Perintah A: Tuliskan kata demi kata bagian artikel tentang Sarekat Islam di antara "H.O.S. Cokroaminoto merupakan" dan "lawannya dan penyusup.", termasuk kedua ujungnya.

H.O.S. Cokroaminoto merupakan salah satu tokoh SI |
Sarekat Islam adalah organisasi yang
berjuang untuk Indonesia. Mencoba mempertahankan dan memperjuangkan paham Pan
Islamisme yang selalu diusik oleh lawannya dan penyusup.
Sarekat Islam adalah suatu organisasi
pergerakan nasional di kalangan kaum muslimin, yang berkembang sebagai
organisasi massa rakyat Indonesia yang pertama. Organisasi ini bermula dari
Sarekat dagang Islam yang didirikan di Solo oleh H Samanhudi pada akhir tahun
1911. Setelah mengalami masa kejayaannya tahun 1916 sampai 1921, organisasi ini
sedikit demi sedikit mengalami kemunduran, karena adanya penetrasi dari kaum
Marxis dan perpecahan organisasi akibat
perbedaan pandangan politik diantara pemimpin-pemimpin organisasi.
Sarekat Dagang Islam mula-mula didirikan oleh kalangan
pedagang batik di desa Lawehan, Solo. Persaingan di bidang batik yang makin
meningkat antara pedagang pribumi dan pedagang Cina, dan sikap superioritas
orang Cina terhadap orang Indonesia setelah berhasilnya Revolusi Cina tahun
1911, mendorong pedagang-pedagang batik pribumi menghimpun diri. Selain karena
alasan diatas, pedagang batik Solo juga merasakan tekanan dari bangsawan
setempat. Atas kepeloporan H Samanhudi, saudagar batik dari Lawehan, Solo, dan
dukungan R.M. Tirtoadisuryo,seorang
wartawan yang pernah mendirikan Sarekat Dagang Islamiyah di Jakerta
(1909) dan di Bogor (1911), didirikanlah Sarekat Dagang Islam.
Anggaran dasar pertama tertanggal 11
November 1911 dirumuskan oleh R.M. Tirtiadisuryo. Tujuan organisasi menurut
anggaran dasar adalah; berikhtiar meningkatkan persaudaraan diantara anggota,
dan tolong menolong dikalangan kaum Muslimin; berusaha meningkatkan derajat
kemakmuran dan kesejahteraan rakyat serta kebebasan Negeri. Organisasi ini berhasil
meluas sampai masyarakat bawah. Hal ini
membuat pihak pengusaha khawatir, lebih-lebih setelah kegiatan para
anggota di Solo meningkat tanpa dapat diawasi oleh pengurus setempat. Kerusuhan
meningkat dan perkelahian yang melibatkan orang Cina kerap terjadi. Pemogokan
dilancarkan oelh pekerja di perkebunan Krapyak di Mangkunegaran. Pihak penguasa
menganggap hal ini disebabkan oleh Sarekat Dagang Islam. Oleh sebab itu, pada
awal agustus 1912, residen Surakarta segera membekukan organisasi ini, SDI dilarang
menerima anggota baru dan mnegadakan rapat-rapat. Penggeledahan terhadap
tokoh-tokoh organisasi dilakukan, tetapi tidak menemukan bukti-bukti bahwa Sdi
memang berbahaya. Pada tanggal 26 Agustus 1912, pembekuan ini dicabut dengan
syarta bahwa anggaran dasar organisasi ini diubah, dan organisasi ini terbatas di daerah
Surakarta saja. Sekalipun demikian, tetapi anggota SDI terus bertambah, tidak
saja di Surakarta tetapi di daerah lain di Jawa.

Bahan Sumber:
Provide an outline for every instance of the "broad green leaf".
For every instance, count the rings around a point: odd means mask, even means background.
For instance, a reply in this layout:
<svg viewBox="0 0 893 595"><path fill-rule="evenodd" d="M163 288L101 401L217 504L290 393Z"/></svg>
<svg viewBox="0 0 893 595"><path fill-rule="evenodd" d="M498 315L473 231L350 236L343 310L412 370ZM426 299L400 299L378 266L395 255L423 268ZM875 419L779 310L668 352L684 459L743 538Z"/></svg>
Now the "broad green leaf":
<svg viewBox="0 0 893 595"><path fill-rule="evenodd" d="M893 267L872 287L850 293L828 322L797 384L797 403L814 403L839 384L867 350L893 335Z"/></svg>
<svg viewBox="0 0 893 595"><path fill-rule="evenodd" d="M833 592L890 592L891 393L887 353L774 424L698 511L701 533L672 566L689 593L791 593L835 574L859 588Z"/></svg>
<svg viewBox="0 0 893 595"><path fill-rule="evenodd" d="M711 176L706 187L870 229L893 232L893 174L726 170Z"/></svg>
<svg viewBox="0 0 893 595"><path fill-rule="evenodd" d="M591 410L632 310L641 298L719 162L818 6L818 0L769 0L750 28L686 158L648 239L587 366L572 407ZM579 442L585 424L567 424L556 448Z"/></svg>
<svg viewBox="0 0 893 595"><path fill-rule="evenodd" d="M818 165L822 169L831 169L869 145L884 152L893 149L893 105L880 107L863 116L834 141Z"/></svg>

==

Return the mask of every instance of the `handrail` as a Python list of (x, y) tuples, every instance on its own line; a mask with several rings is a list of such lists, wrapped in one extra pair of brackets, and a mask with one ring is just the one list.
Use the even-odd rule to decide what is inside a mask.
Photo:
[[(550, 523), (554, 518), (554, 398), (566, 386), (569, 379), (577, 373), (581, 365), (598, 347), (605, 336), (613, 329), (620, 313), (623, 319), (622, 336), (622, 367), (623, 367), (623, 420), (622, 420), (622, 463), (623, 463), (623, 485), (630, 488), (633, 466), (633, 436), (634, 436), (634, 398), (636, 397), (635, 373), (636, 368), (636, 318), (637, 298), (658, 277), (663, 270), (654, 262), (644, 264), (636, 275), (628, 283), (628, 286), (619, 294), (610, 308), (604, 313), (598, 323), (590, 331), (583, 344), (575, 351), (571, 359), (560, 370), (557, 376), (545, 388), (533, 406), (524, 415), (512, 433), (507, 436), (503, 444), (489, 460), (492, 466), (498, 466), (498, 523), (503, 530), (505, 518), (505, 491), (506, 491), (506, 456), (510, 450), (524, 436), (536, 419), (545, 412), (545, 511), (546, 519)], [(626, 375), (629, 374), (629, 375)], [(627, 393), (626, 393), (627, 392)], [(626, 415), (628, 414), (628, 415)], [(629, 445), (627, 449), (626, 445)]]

Perintah B: Ganti nama "broad green leaf" menjadi "large green leaf" pada baris-baris catatan di antara baris yang memuat "Provide an outline" dan baris yang memuat "165L822 169L831 169L869", termasuk kedua baris itu. Tulis ulang hanya baris-baris tersebut, dengan bagian lainnya tidak diubah.

Hasil Tugas A:
H.O.S. Cokroaminoto merupakan salah satu tokoh SI |
Sarekat Islam adalah organisasi yang
berjuang untuk Indonesia. Mencoba mempertahankan dan memperjuangkan paham Pan
Islamisme yang selalu diusik oleh lawannya dan penyusup.

Hasil Tugas B:
Provide an outline for every instance of the "large green leaf".
For every instance, count the rings around a point: odd means mask, even means background.
For instance, a reply in this layout:
<svg viewBox="0 0 893 595"><path fill-rule="evenodd" d="M163 288L101 401L217 504L290 393Z"/></svg>
<svg viewBox="0 0 893 595"><path fill-rule="evenodd" d="M498 315L473 231L350 236L343 310L412 370ZM426 299L400 299L378 266L395 255L423 268ZM875 419L779 310L668 352L684 459L743 538Z"/></svg>
Now the "large green leaf":
<svg viewBox="0 0 893 595"><path fill-rule="evenodd" d="M893 267L872 287L850 293L828 322L797 384L797 403L814 403L839 384L867 350L893 335Z"/></svg>
<svg viewBox="0 0 893 595"><path fill-rule="evenodd" d="M833 592L890 592L891 393L887 353L774 424L698 511L701 533L672 566L689 593L791 593L835 574L859 588Z"/></svg>
<svg viewBox="0 0 893 595"><path fill-rule="evenodd" d="M711 176L706 187L870 229L893 232L893 174L726 170Z"/></svg>
<svg viewBox="0 0 893 595"><path fill-rule="evenodd" d="M591 410L632 310L641 298L719 162L818 6L818 0L769 0L750 28L686 158L648 239L587 366L572 407ZM579 442L585 424L567 424L556 448Z"/></svg>
<svg viewBox="0 0 893 595"><path fill-rule="evenodd" d="M818 165L822 169L831 169L869 145L884 152L893 149L893 105L880 107L863 116L834 141Z"/></svg>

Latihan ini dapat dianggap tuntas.